Original article can be found here (source): Artificial Intelligence on Medium
Why training is not training
We need to understand how we train machine learning models to understand how we would build a paperclip maximizer. A machine learning system is a mathematical model with lots of tweakable parameters, like dials and knobs on some giant machine. These parameters generally take the form of some number, and can be increased or decreased to change the output’s model. For this article we will focus on neural networks, since those yield some of the best machine learning results to date. To “train” a machine learning program, you tweak its parameters so that the model’s outputs get closer to what you want. There are three main ways to do this: backpropagation, reinforcement learning, and neuro-evolution.
Backpropagation is the most common technique for training models and is useful when you have a defined set of expected output values for a set of input values. An example of when you would use backpropagation would be a model that predicts tomorrow’s weather off a set of inputs, such as the weather from the last few days. By tracking the weather for a while, we can create a dataset of inputs and outputs. We then pass the inputs to the model and see how different the model’s output is from what we expected the output to be in our dataset. This difference between the expected and actual output is called the error. After that, we adjust the model’s parameters to reduce the error. That’s basically it.
2. Reinforcement Learning
For reinforcement learning we allow the model to act in an environment, and then we adjust values depending on its behavior. Let’s consider a model that plays a video game. We allow the model to act semi-randomly at first, but whenever it wins the game, we update the parameters of the model so that it does more of whatever it did to win the game. This improves the performance of the model over time.
3. Neural Evolution
Lastly, for neural evolution, we create multiple models with different initial parameters. Naturally, some will perform better than others at the task. We then take the best ones and create new models by “mutating” our best models. This mutation is simply the random adjustment of some of the models’ parameters. We then repeat this, creating a selection process where only the best mutations are kept.
The key insight here is that we are not literally training anything. We are adjusting numbers in a mathematical model so that it minimizes an error function. It may be helpful to imagine this in terms of some human analogue, such as training or education, but this is just confusing the issue.
Now that we understand that “training” a model is just tweaking parameters, it is important to highlight that updating the model’s parameters will almost surely never create a perfect model.
When we adjust a model’s parameters to improve its performance, we adjust them in the direction that appears to lower the error. The problem is that we often get stuck in local minima. In the below picture, the X axis represents some parameter of our machine learning model, and the Y axis represents the error. Our goal is to adjust our parameter bit by bit in whichever direction reduces the error. Once we find ourselves in a local minimum however, it is very hard to get out, since no matter which way we go our error will increase.
If you are wondering why we don’t just set the parameter to the value which yields the global minimum, it is because we usually don’t know what that value is. If we knew the optimal value of every parameter, we would not need to go through this evolution/training process. Because of this, the behavior of a model will never perfectly line up with the selection process used to train it.

+---+

• [EXERCISE SET]:
#1 Answer these questions using the article on machine learning training.
(a) What three main ways of training a model does it list?
(b) What is the difference between the expected and actual output called?
(c) In neural evolution, what is the "mutation"?
#2 Reproduce a passage from the article on machine learning training, starting at "Original article can" and ending at "learning, and neuro-evolution.".
#3 Decide whether each statement agrees with the article on machine learning training. Answer yes or no, and quote the words that settle it.
(a) Backpropagation is the most common technique for training models.
(b) In reinforcement learning, the model acts fully at random for the whole process.
(c) We usually know which parameter value yields the global minimum.
The records are not needed to work from the article on machine learning training.

+---+

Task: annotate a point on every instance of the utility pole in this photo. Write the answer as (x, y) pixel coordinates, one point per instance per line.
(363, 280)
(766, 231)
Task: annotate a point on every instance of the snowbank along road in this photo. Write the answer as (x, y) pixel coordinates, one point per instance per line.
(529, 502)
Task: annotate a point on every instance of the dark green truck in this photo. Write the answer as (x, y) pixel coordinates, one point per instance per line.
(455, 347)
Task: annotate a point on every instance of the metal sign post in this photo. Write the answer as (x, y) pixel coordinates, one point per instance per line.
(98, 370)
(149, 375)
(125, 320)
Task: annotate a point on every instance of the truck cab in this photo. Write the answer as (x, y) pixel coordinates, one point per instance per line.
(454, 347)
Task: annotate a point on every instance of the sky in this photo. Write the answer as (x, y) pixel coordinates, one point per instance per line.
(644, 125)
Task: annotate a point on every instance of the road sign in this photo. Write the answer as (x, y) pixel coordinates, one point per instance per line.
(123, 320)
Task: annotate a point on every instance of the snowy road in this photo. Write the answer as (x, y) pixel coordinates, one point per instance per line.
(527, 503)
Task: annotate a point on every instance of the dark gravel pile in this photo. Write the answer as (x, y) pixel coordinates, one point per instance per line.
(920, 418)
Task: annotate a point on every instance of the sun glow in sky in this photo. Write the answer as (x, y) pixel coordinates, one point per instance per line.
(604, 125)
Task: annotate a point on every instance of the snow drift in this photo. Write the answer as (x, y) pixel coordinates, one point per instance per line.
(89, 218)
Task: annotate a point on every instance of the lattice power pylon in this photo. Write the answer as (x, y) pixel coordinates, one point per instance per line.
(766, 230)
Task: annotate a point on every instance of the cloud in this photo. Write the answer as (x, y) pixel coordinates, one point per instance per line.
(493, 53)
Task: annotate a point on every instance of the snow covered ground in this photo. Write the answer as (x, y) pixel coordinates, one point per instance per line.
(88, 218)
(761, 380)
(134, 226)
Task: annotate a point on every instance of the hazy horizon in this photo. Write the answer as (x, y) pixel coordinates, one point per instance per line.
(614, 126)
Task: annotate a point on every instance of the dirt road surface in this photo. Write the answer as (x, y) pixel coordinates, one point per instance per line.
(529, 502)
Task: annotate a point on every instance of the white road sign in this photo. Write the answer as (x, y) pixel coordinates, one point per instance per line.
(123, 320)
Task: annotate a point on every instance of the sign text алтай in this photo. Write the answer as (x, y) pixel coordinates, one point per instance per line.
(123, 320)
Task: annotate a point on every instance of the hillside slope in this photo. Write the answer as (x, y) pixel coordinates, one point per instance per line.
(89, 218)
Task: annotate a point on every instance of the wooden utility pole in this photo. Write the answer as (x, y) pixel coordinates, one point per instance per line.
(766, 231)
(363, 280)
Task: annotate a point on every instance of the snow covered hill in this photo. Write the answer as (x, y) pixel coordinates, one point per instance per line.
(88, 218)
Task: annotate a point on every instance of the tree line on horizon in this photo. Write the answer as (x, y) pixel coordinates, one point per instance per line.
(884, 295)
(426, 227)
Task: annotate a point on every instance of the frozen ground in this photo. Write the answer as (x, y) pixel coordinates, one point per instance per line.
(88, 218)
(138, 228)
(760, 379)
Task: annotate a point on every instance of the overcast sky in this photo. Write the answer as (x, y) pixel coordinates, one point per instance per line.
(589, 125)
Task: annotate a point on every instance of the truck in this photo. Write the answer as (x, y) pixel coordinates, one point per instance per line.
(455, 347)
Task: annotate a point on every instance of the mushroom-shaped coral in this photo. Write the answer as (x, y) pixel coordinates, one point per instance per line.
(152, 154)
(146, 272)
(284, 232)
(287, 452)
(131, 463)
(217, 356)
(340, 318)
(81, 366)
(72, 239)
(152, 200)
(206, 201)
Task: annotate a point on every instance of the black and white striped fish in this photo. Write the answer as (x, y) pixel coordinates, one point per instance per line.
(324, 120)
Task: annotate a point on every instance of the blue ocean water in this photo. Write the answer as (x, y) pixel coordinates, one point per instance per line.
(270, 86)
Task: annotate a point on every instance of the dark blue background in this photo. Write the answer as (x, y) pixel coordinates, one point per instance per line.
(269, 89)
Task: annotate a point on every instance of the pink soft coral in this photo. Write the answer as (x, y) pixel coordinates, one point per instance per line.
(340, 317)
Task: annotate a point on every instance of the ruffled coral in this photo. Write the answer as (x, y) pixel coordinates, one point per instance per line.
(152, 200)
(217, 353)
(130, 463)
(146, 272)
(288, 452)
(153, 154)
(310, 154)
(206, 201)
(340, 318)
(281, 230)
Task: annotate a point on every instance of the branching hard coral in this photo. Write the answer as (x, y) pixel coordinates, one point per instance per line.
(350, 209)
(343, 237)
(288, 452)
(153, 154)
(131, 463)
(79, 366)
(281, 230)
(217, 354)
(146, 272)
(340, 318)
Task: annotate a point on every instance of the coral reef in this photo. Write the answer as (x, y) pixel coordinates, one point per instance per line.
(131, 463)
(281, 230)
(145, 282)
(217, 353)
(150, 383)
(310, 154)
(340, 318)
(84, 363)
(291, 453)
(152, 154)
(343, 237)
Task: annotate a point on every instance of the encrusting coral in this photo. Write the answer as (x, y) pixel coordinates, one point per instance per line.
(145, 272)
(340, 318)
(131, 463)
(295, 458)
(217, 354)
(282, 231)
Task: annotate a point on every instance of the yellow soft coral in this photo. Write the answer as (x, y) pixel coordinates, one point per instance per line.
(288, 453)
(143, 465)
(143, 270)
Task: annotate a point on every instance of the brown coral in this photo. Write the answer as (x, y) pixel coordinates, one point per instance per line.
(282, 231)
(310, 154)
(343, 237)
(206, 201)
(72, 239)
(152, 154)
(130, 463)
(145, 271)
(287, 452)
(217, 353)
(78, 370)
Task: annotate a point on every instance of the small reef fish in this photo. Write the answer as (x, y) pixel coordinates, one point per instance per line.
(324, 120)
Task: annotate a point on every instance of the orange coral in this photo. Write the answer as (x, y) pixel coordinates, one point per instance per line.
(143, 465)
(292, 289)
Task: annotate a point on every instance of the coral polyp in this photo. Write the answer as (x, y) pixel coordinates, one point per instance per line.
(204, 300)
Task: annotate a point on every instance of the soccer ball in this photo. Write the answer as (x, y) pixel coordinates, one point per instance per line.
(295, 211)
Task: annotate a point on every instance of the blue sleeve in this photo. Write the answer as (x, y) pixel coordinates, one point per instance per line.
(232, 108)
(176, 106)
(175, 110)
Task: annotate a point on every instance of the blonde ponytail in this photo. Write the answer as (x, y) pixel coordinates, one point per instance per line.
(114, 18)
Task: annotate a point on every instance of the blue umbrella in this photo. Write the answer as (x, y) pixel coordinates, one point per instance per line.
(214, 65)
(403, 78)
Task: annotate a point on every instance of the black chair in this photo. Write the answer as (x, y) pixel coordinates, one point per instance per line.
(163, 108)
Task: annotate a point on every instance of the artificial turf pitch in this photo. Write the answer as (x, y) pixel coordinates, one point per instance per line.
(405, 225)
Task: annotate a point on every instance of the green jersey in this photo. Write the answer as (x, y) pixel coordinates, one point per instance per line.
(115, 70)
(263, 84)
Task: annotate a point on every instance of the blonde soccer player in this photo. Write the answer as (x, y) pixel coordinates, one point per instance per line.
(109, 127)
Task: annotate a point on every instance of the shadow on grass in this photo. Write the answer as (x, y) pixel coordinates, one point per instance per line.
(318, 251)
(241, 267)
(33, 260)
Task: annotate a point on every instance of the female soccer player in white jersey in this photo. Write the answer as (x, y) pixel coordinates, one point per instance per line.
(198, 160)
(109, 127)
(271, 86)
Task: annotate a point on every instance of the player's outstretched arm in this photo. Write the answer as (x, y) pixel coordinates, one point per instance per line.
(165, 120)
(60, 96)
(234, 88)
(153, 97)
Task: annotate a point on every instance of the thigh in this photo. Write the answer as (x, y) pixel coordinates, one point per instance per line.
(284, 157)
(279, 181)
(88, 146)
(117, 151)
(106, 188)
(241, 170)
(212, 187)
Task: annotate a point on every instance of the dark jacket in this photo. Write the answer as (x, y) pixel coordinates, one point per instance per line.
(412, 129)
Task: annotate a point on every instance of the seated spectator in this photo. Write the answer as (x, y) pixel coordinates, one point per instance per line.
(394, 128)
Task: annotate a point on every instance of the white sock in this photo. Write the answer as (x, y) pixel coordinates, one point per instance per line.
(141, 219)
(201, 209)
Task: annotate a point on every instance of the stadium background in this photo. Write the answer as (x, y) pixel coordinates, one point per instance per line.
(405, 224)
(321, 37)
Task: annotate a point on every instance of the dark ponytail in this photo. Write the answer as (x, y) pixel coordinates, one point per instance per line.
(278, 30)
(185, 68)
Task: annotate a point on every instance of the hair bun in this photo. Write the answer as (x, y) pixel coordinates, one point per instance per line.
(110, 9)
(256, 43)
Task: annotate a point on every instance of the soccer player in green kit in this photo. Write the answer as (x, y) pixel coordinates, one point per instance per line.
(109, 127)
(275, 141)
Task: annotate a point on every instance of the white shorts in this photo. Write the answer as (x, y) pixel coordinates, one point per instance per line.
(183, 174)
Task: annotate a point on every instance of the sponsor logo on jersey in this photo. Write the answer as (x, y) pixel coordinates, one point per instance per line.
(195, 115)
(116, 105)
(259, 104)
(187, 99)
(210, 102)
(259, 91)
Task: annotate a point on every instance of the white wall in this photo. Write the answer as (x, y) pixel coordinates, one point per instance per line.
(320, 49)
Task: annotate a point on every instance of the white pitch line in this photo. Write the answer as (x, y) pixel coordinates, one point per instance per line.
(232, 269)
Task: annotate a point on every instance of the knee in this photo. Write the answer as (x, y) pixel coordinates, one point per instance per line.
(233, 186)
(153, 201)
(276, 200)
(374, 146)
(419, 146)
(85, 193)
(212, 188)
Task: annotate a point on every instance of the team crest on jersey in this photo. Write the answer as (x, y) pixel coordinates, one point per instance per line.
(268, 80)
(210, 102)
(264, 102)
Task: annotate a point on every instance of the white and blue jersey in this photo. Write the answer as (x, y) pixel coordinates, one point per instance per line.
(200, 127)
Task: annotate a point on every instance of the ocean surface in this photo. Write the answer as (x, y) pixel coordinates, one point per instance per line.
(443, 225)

+---+

• [ANSWERS TO THIS EXERCISE]:
#1
(a) Backpropagation, reinforcement learning, and neuro-evolution.
(b) The error.
(c) The random adjustment of some of the models' parameters.

#2
Original article can be found here (source): Artificial Intelligence on Medium
Why training is not training
We need to understand how we train machine learning models to understand how we would build a paperclip maximizer. A machine learning system is a mathematical model with lots of tweakable parameters, like dials and knobs on some giant machine. These parameters generally take the form of some number, and can be increased or decreased to change the output’s model. For this article we will focus on neural networks, since those yield some of the best machine learning results to date. To “train” a machine learning program, you tweak its parameters so that the model’s outputs get closer to what you want. There are three main ways to do this: backpropagation, reinforcement learning, and neuro-evolution.

#3
(a) Yes: "Backpropagation is the most common technique for training models"
(b) No: "We allow the model to act semi-randomly at first"
(c) No: "it is because we usually don’t know what that value is"